» SOURCE TEXT:
**********

I could take or leave crafting, I think the most use I got out of it was crafting holy bombs to get some skeletons out of my hair quickly in one of those catacombs with the chariots.
It's nice to be able to slap together items you need on the fly, whereas in other games you'd have to farm or head back to a merchant. It made getting through poisonous swamps less tedious, at least. I'd like to see it expanded a bit more, food buffs were a good start, fighting overworld monsters that are tough to get meals to put together to increase resistances and abilities wouldn't be out of place at all I feel, and might add good incentive to go out and do slapfights with monsters in the open world.

All in all, still my GOTY, doing my second playthrough as a faggot samurai. DLC is usually the best part of these games anyhow, so I'm looking forward to what From will release, especially since there's so many open-ended questions in the lore that could use filling. Give me my Godwyn bossfight From, you fuckers.
 
Comes off like that because the timing is flexible. To learn them, you basically have to intentionally stand there, doing nothing, and get hit by them - it's the only way to learn the exact timing at which the window to dodge is. Otherwise, the stance will end early to punish an attack, or end late in order to grab a dodge - based on whatever you did during the stance.
So far, and I'm not very far in, I try to use my old Dark Souls strategy of hugging the enemy/boss without attacking to learn what it does, it's the "don't be scared" strategy. It's very different now and the roll. is. so. slow. to come out. It feels like playing Street Fighter on coke.
Quick step is good though, it's starting to feel like that is what is replacing the old roll. I also don't like bosses doing ninja flippy combos because even if I (still early on) get safely away from them they execute the whole 10 hit combo chain over their in their corner while I watch. It feels silly.

It's a good game and I've had some exciting and tense moments, some areas are beautiful and interesting, but so far I really don't think it's 96% perfect or whatever the score is.
 
Can officially say that Radagons triple ground slam with an AOE that covers the entirety of the arena is the most profoundly gay attack in Soulsbourne.

I get that you're supposed to jump, but I NEVER avoid it entirely, it's like it tips my pinky toe and my level 170 character shrivels up and instantly dies. Guaranteed death sentence.

May end up summoning someone for this, something I've never done.
 
I didn't mind the forbidden lands, mostly because they are... concise, I guess? They don't overstay their welcome. I feel like a bigger area filled with catacombs/ruins would've annoyed me by that point in the game.

**********

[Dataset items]
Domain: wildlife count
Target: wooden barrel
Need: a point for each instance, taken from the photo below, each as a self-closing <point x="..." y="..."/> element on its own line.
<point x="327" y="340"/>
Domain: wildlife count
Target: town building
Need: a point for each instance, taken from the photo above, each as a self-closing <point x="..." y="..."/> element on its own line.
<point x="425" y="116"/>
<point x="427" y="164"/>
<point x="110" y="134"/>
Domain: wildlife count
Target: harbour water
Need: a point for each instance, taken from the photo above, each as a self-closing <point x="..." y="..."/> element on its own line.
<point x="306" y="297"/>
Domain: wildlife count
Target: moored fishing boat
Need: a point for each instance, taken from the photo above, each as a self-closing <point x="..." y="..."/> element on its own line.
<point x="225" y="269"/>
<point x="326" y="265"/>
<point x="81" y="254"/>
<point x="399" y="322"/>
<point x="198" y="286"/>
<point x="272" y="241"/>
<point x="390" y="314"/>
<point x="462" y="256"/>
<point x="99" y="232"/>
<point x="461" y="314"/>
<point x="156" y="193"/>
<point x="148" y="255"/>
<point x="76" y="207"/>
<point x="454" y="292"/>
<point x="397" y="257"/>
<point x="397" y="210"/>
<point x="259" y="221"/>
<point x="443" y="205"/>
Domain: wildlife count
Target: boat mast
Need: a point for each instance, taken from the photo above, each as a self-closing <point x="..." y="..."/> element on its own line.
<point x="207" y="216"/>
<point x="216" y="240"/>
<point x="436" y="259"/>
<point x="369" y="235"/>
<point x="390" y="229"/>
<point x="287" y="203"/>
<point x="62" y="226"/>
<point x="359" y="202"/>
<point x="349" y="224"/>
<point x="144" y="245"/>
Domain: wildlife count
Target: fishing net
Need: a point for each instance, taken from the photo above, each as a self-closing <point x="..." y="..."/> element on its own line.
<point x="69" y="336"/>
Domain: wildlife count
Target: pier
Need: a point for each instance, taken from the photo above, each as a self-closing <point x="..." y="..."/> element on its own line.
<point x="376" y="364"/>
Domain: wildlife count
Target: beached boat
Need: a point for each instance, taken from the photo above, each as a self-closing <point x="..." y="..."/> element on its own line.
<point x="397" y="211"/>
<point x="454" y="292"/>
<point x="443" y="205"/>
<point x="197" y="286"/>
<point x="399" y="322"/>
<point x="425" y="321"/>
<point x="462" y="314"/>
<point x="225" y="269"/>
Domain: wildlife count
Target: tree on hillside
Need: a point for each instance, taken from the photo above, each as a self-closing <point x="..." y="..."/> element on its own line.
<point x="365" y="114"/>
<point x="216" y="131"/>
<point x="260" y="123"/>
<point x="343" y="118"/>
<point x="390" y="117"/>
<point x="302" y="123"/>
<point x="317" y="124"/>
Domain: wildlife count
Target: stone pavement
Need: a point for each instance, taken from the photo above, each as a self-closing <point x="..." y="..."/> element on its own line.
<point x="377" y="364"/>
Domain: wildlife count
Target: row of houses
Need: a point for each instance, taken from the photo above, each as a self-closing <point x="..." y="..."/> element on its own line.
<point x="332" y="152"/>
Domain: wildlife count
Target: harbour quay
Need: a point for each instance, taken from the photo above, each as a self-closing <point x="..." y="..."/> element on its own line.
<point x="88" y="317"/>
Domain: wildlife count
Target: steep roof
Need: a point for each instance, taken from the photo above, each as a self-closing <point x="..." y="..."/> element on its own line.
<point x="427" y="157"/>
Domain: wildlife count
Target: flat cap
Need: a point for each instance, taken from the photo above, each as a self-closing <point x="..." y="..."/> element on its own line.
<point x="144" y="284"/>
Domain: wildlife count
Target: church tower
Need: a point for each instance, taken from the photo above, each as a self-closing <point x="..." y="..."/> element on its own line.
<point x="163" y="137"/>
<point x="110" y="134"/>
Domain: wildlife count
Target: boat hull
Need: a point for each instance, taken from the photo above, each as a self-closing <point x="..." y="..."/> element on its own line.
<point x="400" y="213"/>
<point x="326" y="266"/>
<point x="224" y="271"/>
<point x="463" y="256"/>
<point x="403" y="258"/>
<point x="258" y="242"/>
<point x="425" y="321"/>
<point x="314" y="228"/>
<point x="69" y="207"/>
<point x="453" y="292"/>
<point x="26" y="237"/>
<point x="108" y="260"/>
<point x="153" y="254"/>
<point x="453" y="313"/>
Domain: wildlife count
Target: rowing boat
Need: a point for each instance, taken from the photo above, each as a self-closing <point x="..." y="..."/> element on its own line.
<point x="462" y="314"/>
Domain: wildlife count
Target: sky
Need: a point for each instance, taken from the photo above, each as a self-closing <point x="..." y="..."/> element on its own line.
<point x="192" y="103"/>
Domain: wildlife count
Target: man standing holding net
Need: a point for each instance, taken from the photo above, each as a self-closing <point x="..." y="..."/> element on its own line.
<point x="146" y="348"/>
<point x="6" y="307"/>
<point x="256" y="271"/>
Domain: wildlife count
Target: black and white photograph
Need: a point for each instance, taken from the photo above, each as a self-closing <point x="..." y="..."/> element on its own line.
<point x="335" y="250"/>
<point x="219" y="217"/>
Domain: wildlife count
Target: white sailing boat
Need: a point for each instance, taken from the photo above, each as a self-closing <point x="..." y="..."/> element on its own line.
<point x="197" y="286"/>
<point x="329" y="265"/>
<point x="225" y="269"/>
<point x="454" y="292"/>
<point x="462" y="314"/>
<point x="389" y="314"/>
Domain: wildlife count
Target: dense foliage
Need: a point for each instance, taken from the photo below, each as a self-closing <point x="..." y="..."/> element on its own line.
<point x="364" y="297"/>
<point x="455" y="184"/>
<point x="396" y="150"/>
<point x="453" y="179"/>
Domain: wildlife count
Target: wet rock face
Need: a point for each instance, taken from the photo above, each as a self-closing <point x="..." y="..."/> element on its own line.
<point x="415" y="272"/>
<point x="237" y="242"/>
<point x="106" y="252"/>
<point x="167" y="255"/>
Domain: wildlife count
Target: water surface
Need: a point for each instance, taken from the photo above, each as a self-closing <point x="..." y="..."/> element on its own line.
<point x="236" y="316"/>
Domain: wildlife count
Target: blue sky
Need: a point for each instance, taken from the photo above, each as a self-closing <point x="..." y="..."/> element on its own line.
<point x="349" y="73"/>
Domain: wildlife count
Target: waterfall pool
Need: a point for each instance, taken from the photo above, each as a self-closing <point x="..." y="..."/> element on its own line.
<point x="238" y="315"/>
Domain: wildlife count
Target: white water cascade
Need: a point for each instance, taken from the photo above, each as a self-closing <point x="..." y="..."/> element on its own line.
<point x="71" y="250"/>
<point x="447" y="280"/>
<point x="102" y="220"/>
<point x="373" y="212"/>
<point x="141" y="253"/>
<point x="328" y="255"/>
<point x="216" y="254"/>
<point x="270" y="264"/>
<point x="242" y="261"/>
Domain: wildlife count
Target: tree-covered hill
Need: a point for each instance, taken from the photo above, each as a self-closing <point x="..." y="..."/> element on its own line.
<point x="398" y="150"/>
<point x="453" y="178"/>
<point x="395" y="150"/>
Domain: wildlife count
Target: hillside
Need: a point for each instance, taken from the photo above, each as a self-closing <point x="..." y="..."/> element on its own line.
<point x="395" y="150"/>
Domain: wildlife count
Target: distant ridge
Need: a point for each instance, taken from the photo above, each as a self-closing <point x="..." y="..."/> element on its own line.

**********

» WHAT TO DO: Reproduce the passage of the game discussion starting at "It's a good" and ending at "I've never done.".

» REPLY TO THE TASK:
It's a good game and I've had some exciting and tense moments, some areas are beautiful and interesting, but so far I really don't think it's 96% perfect or whatever the score is.
 
Can officially say that Radagons triple ground slam with an AOE that covers the entirety of the arena is the most profoundly gay attack in Soulsbourne.

I get that you're supposed to jump, but I NEVER avoid it entirely, it's like it tips my pinky toe and my level 170 character shrivels up and instantly dies. Guaranteed death sentence.

May end up summoning someone for this, something I've never done.